● DATA LISTING:

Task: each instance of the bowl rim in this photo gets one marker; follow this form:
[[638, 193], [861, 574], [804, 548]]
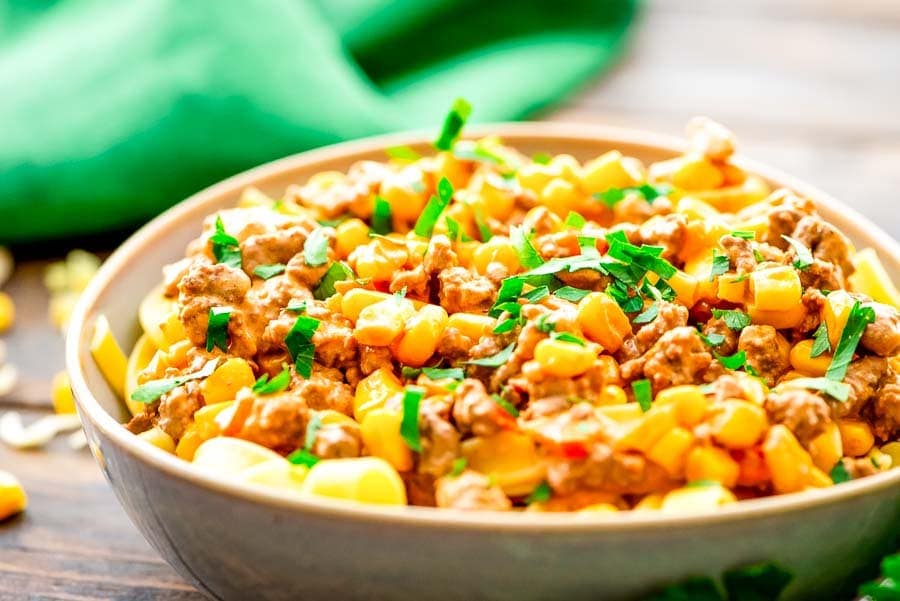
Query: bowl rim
[[90, 409]]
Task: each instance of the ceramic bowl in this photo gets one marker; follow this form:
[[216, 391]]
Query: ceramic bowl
[[234, 541]]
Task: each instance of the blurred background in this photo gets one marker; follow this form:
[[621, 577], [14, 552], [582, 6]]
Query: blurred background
[[111, 111]]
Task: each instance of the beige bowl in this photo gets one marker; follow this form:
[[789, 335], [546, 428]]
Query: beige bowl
[[238, 542]]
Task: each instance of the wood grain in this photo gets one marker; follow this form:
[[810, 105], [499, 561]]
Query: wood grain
[[808, 85]]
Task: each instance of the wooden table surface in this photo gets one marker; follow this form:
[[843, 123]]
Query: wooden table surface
[[811, 86]]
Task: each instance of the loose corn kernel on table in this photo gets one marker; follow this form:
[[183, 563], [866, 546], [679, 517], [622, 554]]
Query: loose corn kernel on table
[[74, 541]]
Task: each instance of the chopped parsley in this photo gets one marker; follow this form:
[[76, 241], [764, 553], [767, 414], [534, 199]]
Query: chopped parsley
[[269, 271], [571, 294], [280, 382], [733, 362], [505, 405], [720, 265], [495, 360], [453, 124], [226, 248], [857, 320], [804, 256], [429, 216], [541, 494], [821, 342], [315, 249], [381, 217], [150, 391], [337, 272], [299, 344], [409, 426], [217, 328], [643, 393], [734, 319]]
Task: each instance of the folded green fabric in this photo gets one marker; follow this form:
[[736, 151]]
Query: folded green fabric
[[112, 111]]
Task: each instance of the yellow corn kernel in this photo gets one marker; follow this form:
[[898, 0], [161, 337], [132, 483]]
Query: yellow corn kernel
[[380, 430], [689, 401], [109, 356], [397, 189], [671, 450], [561, 196], [790, 465], [12, 496], [380, 324], [610, 170], [496, 250], [804, 363], [838, 305], [776, 288], [612, 395], [732, 288], [697, 499], [827, 448], [224, 383], [374, 390], [158, 438], [647, 430], [510, 458], [61, 393], [738, 424], [354, 301], [564, 359], [349, 235], [420, 337], [695, 172], [472, 325], [7, 312], [871, 278], [361, 479], [856, 437], [603, 321], [711, 463], [228, 456], [152, 312]]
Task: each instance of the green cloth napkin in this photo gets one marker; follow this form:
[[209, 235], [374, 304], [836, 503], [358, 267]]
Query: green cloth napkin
[[112, 111]]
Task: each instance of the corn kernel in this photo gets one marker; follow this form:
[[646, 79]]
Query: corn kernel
[[159, 439], [738, 424], [776, 288], [712, 463], [361, 479], [224, 383], [13, 499], [564, 359], [603, 321], [856, 437]]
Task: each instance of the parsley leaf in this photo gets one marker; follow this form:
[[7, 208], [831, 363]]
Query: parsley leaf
[[226, 248], [804, 256], [720, 265], [734, 319], [299, 344], [453, 124], [521, 241], [381, 217], [495, 360], [150, 391], [217, 328], [857, 320], [733, 362], [409, 426], [280, 382], [315, 249], [268, 271], [643, 393]]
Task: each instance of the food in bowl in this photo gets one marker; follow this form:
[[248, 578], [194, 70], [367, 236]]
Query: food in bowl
[[483, 330]]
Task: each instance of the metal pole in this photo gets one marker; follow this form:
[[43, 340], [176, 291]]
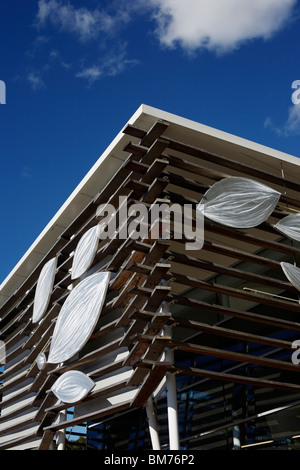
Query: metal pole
[[61, 434], [172, 400], [152, 423]]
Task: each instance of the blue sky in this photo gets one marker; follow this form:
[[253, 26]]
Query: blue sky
[[75, 71]]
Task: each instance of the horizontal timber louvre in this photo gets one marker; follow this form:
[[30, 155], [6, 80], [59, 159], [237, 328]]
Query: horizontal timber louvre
[[229, 305]]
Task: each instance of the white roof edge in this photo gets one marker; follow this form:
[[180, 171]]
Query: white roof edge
[[71, 198], [156, 114], [221, 135]]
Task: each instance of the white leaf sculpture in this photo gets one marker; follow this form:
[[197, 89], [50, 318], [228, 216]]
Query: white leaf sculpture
[[44, 290], [290, 226], [78, 317], [238, 202], [85, 252], [292, 273], [72, 386], [41, 361]]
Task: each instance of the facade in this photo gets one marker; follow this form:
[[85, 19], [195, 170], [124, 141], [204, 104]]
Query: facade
[[141, 339]]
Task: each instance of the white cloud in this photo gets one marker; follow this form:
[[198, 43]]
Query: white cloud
[[291, 126], [35, 80], [110, 66], [218, 24], [85, 23]]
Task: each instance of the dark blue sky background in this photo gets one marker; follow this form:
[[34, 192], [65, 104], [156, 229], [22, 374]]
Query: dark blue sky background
[[76, 71]]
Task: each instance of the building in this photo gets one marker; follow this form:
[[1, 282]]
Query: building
[[145, 343]]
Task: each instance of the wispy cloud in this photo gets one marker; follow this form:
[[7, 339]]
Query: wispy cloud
[[86, 24], [218, 25], [291, 125], [108, 66], [35, 80]]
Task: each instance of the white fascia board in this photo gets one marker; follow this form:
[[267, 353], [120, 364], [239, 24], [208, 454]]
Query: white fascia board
[[182, 129]]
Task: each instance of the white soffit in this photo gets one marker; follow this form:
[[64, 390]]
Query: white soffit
[[181, 129]]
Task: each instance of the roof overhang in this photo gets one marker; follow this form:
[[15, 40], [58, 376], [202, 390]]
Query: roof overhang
[[181, 129]]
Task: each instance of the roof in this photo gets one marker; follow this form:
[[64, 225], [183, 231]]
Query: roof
[[181, 129]]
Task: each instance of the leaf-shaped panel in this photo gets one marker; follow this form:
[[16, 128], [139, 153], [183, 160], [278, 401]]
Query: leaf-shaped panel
[[238, 202], [41, 361], [44, 290], [292, 273], [290, 226], [85, 252], [72, 386], [78, 317]]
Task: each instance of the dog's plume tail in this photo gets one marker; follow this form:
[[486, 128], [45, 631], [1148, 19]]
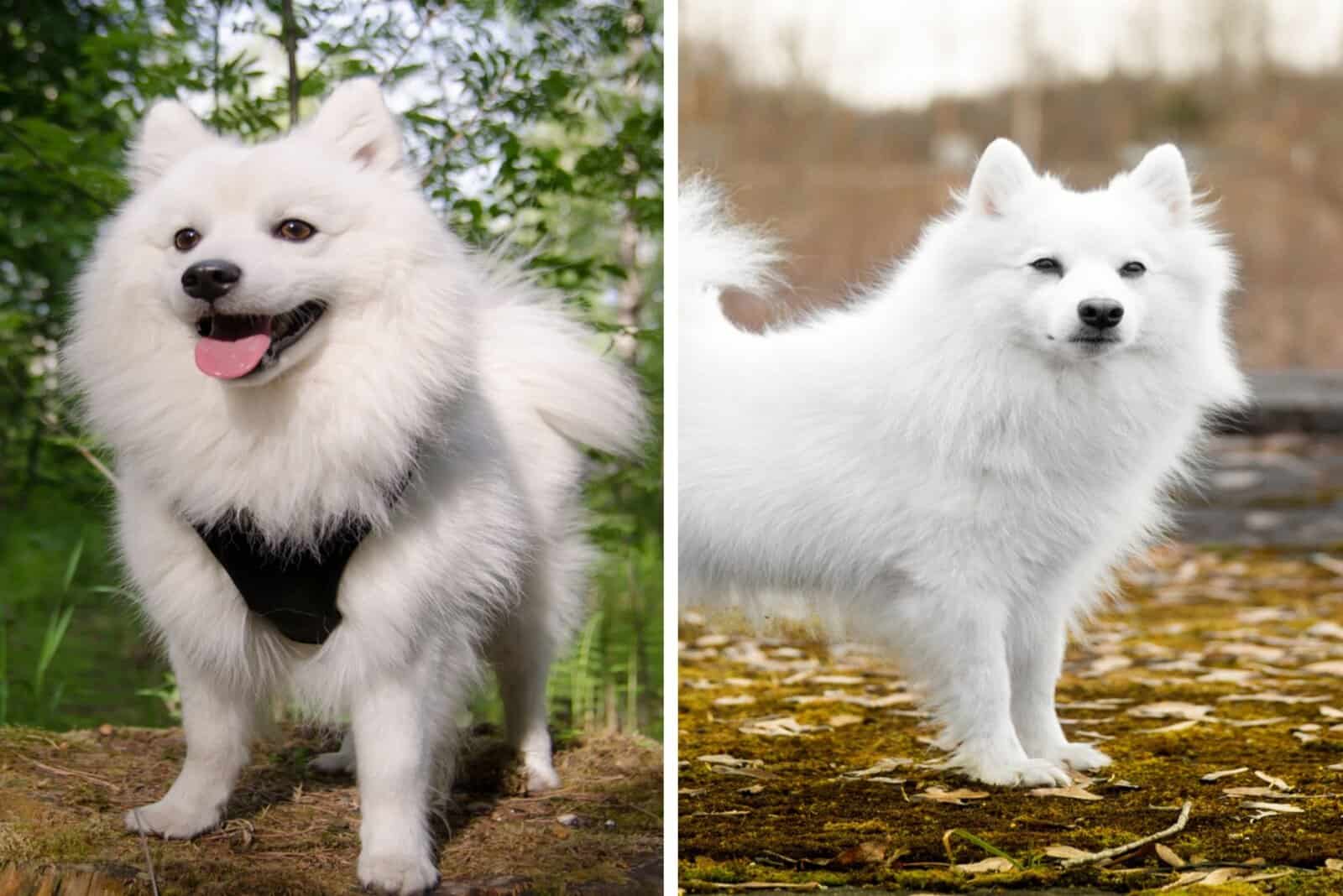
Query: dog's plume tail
[[548, 357], [716, 253]]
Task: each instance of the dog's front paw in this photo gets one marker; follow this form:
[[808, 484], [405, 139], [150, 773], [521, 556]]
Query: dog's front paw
[[396, 873], [1016, 773], [541, 775], [1080, 757], [172, 820]]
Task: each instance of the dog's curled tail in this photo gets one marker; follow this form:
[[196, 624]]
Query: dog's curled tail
[[557, 364], [716, 253]]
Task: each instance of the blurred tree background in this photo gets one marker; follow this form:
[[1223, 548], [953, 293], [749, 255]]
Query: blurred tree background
[[537, 125], [888, 107]]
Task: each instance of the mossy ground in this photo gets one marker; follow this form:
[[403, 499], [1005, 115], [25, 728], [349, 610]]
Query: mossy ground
[[295, 832], [1229, 633]]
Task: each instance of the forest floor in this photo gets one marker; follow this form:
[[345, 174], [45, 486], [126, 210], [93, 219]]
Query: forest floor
[[293, 832], [1215, 680]]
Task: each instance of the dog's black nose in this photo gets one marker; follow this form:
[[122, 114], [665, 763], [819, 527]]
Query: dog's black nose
[[210, 279], [1100, 313]]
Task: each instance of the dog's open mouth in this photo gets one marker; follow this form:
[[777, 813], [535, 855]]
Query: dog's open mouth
[[237, 345]]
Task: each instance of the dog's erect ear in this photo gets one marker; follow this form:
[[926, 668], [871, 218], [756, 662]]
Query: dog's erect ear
[[1002, 172], [168, 133], [358, 122], [1162, 175]]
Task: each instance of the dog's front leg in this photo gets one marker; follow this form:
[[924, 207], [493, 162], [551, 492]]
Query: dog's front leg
[[219, 721], [1036, 645], [957, 649], [396, 723]]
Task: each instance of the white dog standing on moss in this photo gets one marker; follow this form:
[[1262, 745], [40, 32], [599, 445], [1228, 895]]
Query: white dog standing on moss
[[960, 457], [348, 454]]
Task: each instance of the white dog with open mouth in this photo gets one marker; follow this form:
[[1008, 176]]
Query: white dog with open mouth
[[957, 461], [349, 454]]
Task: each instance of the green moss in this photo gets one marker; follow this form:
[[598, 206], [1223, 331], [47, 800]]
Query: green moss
[[806, 817], [62, 799]]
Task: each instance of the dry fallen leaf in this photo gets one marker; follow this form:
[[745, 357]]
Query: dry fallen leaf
[[1252, 651], [1170, 710], [1186, 879], [1272, 782], [865, 853], [727, 759], [837, 679], [1252, 723], [986, 867], [1220, 876], [1071, 792], [953, 797], [779, 727], [1168, 856], [881, 766], [1273, 806], [734, 701], [1249, 792], [1271, 696]]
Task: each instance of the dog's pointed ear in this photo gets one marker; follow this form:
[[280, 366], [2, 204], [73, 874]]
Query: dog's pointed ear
[[168, 134], [1002, 172], [355, 120], [1163, 176]]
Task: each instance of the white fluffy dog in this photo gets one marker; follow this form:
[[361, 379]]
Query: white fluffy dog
[[958, 459], [348, 454]]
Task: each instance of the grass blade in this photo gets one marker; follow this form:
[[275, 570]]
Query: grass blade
[[71, 565]]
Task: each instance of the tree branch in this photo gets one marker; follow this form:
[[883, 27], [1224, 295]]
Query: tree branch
[[13, 134], [289, 36]]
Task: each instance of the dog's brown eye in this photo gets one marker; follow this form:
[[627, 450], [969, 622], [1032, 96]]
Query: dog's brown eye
[[295, 230], [186, 239]]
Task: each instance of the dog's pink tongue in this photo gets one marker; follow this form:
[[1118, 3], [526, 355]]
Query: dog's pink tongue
[[233, 351]]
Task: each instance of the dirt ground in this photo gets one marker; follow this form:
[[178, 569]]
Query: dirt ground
[[292, 832], [1219, 681]]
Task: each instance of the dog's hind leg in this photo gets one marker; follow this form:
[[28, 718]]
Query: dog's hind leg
[[523, 652], [402, 723]]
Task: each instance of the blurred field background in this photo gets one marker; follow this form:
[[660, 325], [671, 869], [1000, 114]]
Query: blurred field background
[[846, 132], [536, 123]]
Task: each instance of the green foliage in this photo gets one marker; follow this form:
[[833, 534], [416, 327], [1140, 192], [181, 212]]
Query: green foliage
[[537, 123]]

● ACTION ITEM: Starting at the line that has "Task: each instance of the blurred background" and ending at the line that has "[[898, 0], [161, 337], [132, 483]]", please write out the lines above exactly, leaving out all others.

● ANSWER TO THIS TASK:
Task: each instance of the blurred background in this photo gets one marker; follow this form:
[[621, 577], [14, 552], [582, 6]]
Query: blurred background
[[111, 111]]
Task: each instance of the beige bowl in this photo gets one marker; follow this form:
[[789, 335], [546, 428]]
Query: beige bowl
[[238, 542]]
Task: each instance of the wood grain in this photo gets one marker; follow this form:
[[810, 105], [499, 561]]
Query: wood grain
[[808, 85]]
Task: each instance of the wooden table surface in this photo gets one marker; follow this form:
[[843, 123]]
Query: wooden table surface
[[811, 86]]
Task: each instance of the loose corn kernel on table in this photo gets one marker; follow this form:
[[183, 563], [866, 546], [679, 517], [622, 554]]
Query: loose corn kernel on table
[[74, 541]]
Task: each instance of the chopped parsley in this photo gets one marker; follow this form:
[[76, 241], [764, 553], [767, 414], [534, 199]]
Query: chopped parsley
[[269, 271], [571, 294], [280, 382], [733, 362], [505, 405], [720, 265], [495, 360], [453, 124], [226, 248], [857, 320], [804, 256], [429, 216], [541, 494], [821, 342], [315, 249], [381, 217], [150, 391], [337, 272], [299, 344], [409, 426], [217, 328], [643, 393], [734, 319]]
Task: each instance of the folded green fabric in this photo gets one marker; follow this form:
[[736, 151]]
Query: folded green fabric
[[112, 111]]
Task: each instance of the yellow corn kernel in this photo gets one marker; follow this form:
[[898, 0], [161, 337], [132, 483]]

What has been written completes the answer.